Munich: Movie & DVD Review (2006)

9/07/2007 Posted by Admin

Shock cinema

(Originally published 2006)

The new Steven Spielberg thriller, "Munich," cuts a bloody swath of revenge that literally, in several scenes, finds its characters either riddled with bullets, soaked in blood, blown out of their hotel rooms, covered in body parts, or spinning from ceiling fans-- sometimes all at once.

Shock cinema? Absolutely, but with a story and with a point.

The film deals (and opens) with the abduction of the 11 Israeli Olympians at the 1972 Munich games, who were murdered at the hands of a group of Palestinian extremists who called themselves Black September.

Cut to Israeli Prime Minister Golda Meir (Lynn Cohen, perfect), who begins a secret campaign that finds her hiring one of her former Mossad agents and bodyguards, Avner Kauffman (Eric Bana), to lead four other Jews (Daniel Craig, Mathieu Kassovitz, Hanns Zischler, Ciaran Hinds) in an effort to execute the men who executed their men. It's a tit-for-tat revenge scheme, with Spielberg literally spanning the globe as these men score their hits in a rush of violence that only serves to spawn more violence.

Do this:
In the Munich review, rewrite the passage from "The film deals" to "spawn more violence.", substituting "athletes" for "Olympians".

Provided material:

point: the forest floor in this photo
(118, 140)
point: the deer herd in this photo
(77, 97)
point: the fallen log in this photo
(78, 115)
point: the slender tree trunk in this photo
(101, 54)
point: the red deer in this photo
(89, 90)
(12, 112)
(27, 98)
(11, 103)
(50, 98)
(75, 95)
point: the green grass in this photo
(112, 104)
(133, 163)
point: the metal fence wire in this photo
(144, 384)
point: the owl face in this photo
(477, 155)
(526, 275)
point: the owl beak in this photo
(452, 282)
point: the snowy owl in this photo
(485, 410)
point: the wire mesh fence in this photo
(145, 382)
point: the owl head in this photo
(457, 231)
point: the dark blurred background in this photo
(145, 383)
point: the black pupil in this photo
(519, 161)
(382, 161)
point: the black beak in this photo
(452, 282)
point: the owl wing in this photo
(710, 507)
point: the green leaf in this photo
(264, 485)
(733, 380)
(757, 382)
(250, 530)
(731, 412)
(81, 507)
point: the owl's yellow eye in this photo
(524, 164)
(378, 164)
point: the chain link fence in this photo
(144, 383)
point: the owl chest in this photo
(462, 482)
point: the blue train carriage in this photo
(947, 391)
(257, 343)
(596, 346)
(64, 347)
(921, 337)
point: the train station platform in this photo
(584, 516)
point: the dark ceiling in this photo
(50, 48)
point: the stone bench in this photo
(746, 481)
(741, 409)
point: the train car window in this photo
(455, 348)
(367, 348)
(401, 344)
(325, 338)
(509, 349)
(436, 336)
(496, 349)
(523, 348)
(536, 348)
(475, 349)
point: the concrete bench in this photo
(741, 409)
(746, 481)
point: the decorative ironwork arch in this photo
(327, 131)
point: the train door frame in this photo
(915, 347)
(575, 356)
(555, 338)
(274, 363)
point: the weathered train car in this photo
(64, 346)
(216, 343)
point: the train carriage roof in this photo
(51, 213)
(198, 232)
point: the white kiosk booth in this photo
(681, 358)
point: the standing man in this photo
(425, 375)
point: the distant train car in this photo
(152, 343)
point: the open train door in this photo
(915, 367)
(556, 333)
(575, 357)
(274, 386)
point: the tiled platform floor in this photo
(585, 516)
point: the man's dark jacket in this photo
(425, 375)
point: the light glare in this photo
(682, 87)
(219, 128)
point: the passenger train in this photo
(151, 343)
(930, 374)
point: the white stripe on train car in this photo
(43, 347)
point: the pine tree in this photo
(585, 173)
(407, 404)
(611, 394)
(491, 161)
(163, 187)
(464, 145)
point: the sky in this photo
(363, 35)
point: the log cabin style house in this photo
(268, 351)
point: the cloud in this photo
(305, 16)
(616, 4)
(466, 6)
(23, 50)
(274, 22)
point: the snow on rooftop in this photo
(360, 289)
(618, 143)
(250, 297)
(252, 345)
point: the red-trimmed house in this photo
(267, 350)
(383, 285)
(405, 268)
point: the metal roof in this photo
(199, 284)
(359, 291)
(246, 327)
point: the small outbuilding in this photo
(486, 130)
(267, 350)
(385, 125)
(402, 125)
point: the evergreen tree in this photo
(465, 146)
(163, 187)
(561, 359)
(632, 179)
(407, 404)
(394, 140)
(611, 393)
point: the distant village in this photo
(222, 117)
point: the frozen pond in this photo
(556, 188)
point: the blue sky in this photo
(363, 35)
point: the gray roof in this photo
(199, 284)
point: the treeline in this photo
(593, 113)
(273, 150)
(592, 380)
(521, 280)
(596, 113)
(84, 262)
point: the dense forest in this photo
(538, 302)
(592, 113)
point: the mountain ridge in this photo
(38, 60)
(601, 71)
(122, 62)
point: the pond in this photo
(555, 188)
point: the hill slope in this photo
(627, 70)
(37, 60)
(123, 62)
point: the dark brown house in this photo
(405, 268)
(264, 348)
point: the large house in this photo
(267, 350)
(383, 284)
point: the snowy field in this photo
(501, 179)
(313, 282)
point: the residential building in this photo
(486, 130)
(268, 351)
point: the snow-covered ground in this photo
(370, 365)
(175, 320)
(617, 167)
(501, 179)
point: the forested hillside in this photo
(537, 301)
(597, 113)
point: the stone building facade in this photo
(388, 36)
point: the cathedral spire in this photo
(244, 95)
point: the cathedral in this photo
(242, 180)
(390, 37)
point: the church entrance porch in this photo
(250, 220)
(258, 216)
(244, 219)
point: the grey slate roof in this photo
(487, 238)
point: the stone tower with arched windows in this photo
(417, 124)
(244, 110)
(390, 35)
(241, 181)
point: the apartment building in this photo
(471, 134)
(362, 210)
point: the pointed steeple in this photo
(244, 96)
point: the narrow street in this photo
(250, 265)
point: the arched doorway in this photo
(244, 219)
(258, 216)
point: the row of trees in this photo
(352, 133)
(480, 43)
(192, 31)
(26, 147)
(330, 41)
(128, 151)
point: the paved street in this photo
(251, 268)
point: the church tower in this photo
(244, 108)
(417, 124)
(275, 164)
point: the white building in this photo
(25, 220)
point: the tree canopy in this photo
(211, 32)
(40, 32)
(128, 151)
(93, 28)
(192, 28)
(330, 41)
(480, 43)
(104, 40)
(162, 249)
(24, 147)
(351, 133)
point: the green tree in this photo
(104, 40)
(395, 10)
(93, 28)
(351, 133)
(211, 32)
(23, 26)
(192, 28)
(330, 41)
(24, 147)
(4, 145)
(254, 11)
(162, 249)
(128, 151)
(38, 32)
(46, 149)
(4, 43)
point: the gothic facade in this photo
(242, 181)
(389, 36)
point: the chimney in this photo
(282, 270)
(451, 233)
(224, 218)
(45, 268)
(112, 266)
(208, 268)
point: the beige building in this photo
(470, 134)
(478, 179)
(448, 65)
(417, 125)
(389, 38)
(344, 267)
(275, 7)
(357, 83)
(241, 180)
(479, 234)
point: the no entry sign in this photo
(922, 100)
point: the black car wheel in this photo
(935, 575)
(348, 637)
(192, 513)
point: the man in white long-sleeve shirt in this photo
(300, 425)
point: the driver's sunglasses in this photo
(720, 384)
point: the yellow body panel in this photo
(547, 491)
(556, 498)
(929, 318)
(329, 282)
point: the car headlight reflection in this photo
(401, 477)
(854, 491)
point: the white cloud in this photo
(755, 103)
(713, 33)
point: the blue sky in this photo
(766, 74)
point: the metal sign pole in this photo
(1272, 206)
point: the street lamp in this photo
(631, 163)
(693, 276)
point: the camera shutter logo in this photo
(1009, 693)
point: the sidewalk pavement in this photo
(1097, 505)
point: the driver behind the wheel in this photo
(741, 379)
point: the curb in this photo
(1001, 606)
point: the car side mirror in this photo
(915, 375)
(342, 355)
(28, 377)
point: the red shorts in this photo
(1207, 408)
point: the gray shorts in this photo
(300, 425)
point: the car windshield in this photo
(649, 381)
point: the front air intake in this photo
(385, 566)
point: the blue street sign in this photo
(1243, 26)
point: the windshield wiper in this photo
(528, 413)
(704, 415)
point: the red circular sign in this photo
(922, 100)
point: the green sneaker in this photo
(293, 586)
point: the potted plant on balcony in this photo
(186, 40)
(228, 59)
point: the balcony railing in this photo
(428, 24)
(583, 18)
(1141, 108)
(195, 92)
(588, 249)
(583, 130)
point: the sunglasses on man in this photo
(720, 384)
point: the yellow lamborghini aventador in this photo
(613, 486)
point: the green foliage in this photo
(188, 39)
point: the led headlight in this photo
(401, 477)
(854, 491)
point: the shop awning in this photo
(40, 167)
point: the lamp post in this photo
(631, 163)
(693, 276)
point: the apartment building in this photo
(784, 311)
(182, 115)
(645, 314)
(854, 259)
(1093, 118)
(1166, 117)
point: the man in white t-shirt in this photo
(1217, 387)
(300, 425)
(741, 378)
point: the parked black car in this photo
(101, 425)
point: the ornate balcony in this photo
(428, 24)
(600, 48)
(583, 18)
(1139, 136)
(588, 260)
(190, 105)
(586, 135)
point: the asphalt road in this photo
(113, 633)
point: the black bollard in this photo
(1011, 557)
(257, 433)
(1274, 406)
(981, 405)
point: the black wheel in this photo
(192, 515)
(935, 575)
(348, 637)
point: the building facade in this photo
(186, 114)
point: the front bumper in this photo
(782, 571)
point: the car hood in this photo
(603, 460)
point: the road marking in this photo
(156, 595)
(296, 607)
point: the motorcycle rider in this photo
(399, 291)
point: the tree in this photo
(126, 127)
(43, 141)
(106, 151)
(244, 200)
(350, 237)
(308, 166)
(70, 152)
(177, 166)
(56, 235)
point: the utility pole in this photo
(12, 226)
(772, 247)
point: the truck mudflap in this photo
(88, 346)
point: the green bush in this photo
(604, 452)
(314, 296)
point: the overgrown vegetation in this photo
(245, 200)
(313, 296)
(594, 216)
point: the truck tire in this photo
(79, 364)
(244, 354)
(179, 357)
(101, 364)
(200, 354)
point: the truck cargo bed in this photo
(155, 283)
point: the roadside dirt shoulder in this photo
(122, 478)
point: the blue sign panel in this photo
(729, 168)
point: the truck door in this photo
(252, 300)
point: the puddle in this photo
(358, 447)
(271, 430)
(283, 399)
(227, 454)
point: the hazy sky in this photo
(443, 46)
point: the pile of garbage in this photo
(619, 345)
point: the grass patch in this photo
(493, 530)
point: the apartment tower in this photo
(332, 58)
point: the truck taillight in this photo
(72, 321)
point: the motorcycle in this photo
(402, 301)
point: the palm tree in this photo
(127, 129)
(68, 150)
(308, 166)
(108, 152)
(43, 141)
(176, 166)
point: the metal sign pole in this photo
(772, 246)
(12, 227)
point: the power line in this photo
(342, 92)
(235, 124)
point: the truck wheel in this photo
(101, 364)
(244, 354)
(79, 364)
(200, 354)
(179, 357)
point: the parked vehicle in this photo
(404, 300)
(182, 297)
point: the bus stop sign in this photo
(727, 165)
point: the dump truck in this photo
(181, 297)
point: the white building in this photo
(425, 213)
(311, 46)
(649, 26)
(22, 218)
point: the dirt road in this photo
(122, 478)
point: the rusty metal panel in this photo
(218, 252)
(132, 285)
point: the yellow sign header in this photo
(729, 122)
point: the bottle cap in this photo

Output of the task:
The film deals (and opens) with the abduction of the 11 Israeli athletes at the 1972 Munich games, who were murdered at the hands of a group of Palestinian extremists who called themselves Black September.

Cut to Israeli Prime Minister Golda Meir (Lynn Cohen, perfect), who begins a secret campaign that finds her hiring one of her former Mossad agents and bodyguards, Avner Kauffman (Eric Bana), to lead four other Jews (Daniel Craig, Mathieu Kassovitz, Hanns Zischler, Ciaran Hinds) in an effort to execute the men who executed their men. It's a tit-for-tat revenge scheme, with Spielberg literally spanning the globe as these men score their hits in a rush of violence that only serves to spawn more violence.